*DIRECTION*:
Turn every line of the data below into a Markdown table with the columns "Row" and "Line", numbering the rows and omitting any blank lines. Leave the pictures out of the table.

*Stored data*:
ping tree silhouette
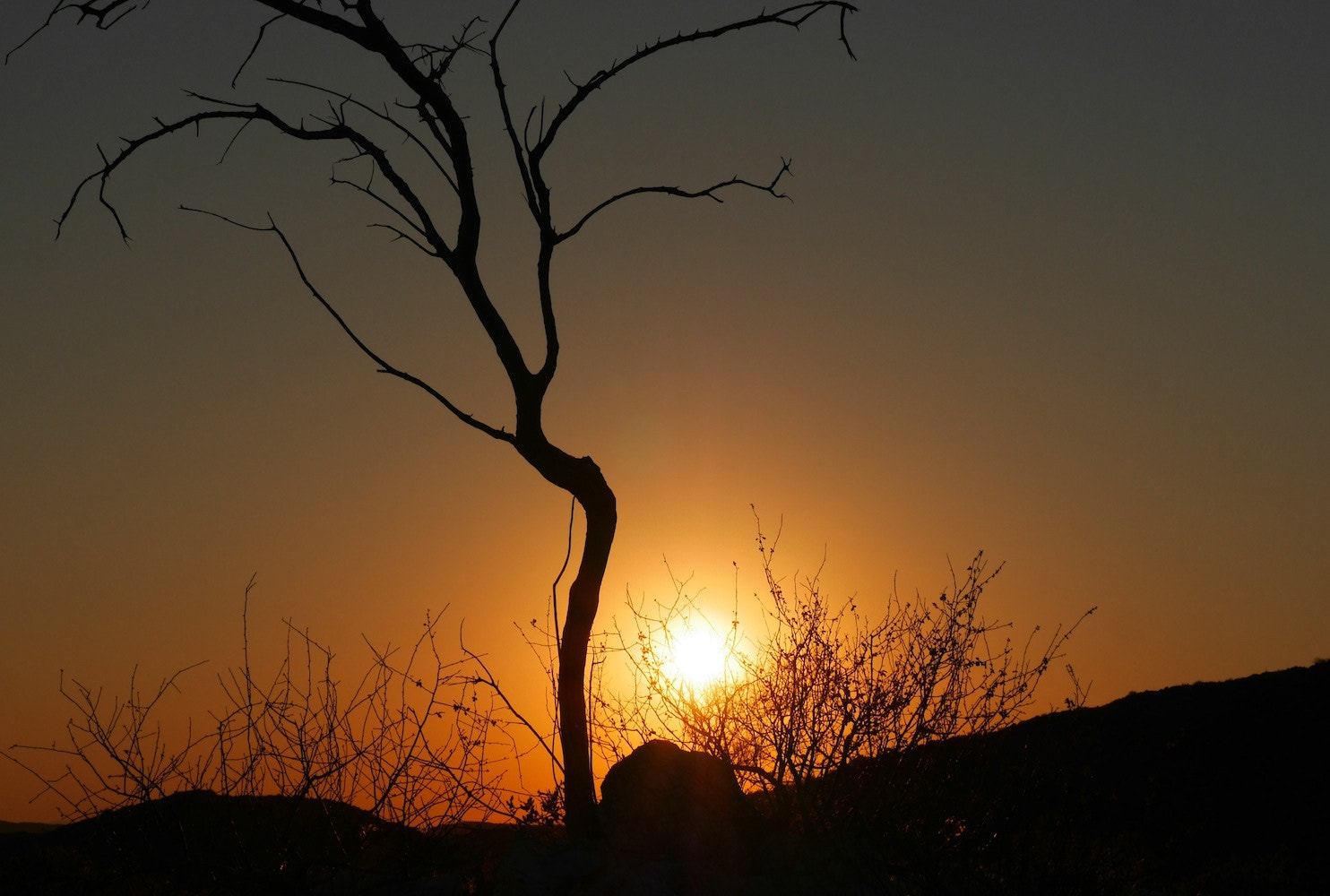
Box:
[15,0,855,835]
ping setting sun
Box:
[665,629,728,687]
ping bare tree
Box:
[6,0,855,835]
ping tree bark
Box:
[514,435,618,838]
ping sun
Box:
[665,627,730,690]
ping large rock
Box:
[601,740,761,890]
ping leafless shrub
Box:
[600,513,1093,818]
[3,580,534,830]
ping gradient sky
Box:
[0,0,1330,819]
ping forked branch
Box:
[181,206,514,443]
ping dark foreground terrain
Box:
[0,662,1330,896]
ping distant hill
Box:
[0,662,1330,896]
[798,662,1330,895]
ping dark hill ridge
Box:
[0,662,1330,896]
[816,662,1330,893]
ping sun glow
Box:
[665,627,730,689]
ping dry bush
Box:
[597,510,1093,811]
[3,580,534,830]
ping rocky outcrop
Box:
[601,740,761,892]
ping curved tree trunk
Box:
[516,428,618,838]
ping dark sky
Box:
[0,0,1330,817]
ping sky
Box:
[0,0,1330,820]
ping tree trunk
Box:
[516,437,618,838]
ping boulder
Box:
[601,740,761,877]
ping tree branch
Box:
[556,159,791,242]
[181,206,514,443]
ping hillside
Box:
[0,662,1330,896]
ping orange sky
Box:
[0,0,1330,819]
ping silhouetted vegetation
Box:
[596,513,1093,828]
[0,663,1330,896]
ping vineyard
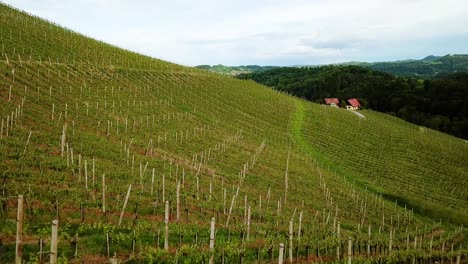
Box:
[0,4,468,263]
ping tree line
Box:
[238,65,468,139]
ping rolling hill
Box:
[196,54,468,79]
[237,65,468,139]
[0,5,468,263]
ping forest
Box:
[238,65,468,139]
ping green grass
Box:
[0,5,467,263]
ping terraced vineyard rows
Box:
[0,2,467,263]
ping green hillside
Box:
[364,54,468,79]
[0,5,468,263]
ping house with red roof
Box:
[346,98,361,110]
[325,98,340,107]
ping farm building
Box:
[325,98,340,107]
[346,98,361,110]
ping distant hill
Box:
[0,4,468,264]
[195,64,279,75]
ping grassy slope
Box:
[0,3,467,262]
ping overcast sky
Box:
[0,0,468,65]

*RESPONSE TO THIS TASK*:
| Row | Line |
|---|---|
| 1 | ping tree silhouette |
| 2 | Box: |
| 3 | [15,0,855,835] |
| 4 | ping setting sun |
| 5 | Box: |
| 6 | [665,629,728,687] |
| 7 | ping bare tree |
| 8 | Box: |
| 9 | [6,0,855,835] |
| 10 | ping tree bark |
| 11 | Box: |
| 12 | [514,435,618,838] |
| 13 | ping sun |
| 14 | Box: |
| 15 | [665,627,730,690] |
| 16 | ping large rock |
| 17 | Box: |
| 18 | [601,740,761,890] |
| 19 | ping leafless shrub |
| 20 | Box: |
| 21 | [600,513,1093,818] |
| 22 | [3,580,534,830] |
| 23 | ping gradient sky |
| 24 | Box: |
| 25 | [0,0,1330,819] |
| 26 | ping forked branch |
| 27 | Box: |
| 28 | [181,206,514,443] |
| 29 | ping dark foreground terrain |
| 30 | Box: |
| 31 | [0,662,1330,896] |
| 32 | ping distant hill |
| 33 | Box: |
| 34 | [0,662,1330,896] |
| 35 | [798,662,1330,895] |
| 36 | ping dark hill ridge |
| 37 | Box: |
| 38 | [0,662,1330,896] |
| 39 | [816,662,1330,893] |
| 40 | ping sun glow |
| 41 | Box: |
| 42 | [665,627,730,689] |
| 43 | ping dry bush |
| 44 | Box: |
| 45 | [597,510,1093,811] |
| 46 | [3,580,534,830] |
| 47 | ping rocky outcrop |
| 48 | Box: |
| 49 | [601,740,761,892] |
| 50 | ping curved tree trunk |
| 51 | Box: |
| 52 | [516,428,618,838] |
| 53 | ping dark sky |
| 54 | Box: |
| 55 | [0,0,1330,817] |
| 56 | ping sky |
| 57 | Box: |
| 58 | [0,0,1330,820] |
| 59 | ping tree trunk |
| 60 | Box: |
| 61 | [516,437,618,838] |
| 62 | ping boulder |
| 63 | Box: |
| 64 | [601,740,761,877] |
| 65 | ping tree branch |
| 66 | Box: |
| 67 | [556,159,791,242] |
| 68 | [181,206,514,443] |
| 69 | ping hillside |
| 70 | Box: |
| 71 | [0,662,1330,896] |
| 72 | ping orange sky |
| 73 | Box: |
| 74 | [0,0,1330,819] |
| 75 | ping silhouetted vegetation |
| 76 | Box: |
| 77 | [596,513,1093,828] |
| 78 | [0,663,1330,896] |
| 79 | ping vineyard |
| 80 | Box: |
| 81 | [0,4,468,263] |
| 82 | ping tree line |
| 83 | Box: |
| 84 | [238,65,468,139] |
| 85 | ping rolling hill |
| 86 | Box: |
| 87 | [196,54,468,79] |
| 88 | [237,65,468,139] |
| 89 | [0,5,468,263] |
| 90 | ping forest |
| 91 | Box: |
| 92 | [238,65,468,139] |
| 93 | ping green grass |
| 94 | Box: |
| 95 | [0,5,467,263] |
| 96 | ping terraced vineyard rows |
| 97 | Box: |
| 98 | [0,2,467,263] |
| 99 | ping green hillside |
| 100 | Box: |
| 101 | [364,54,468,79] |
| 102 | [0,5,468,263] |
| 103 | ping house with red roof |
| 104 | Box: |
| 105 | [346,98,361,110] |
| 106 | [325,98,340,107] |
| 107 | ping farm building |
| 108 | Box: |
| 109 | [325,98,340,107] |
| 110 | [346,98,361,110] |
| 111 | ping distant hill |
| 112 | Box: |
| 113 | [0,4,468,264] |
| 114 | [195,64,279,75] |
| 115 | ping grassy slope |
| 116 | Box: |
| 117 | [0,3,467,262] |
| 118 | ping overcast sky |
| 119 | Box: |
| 120 | [0,0,468,65] |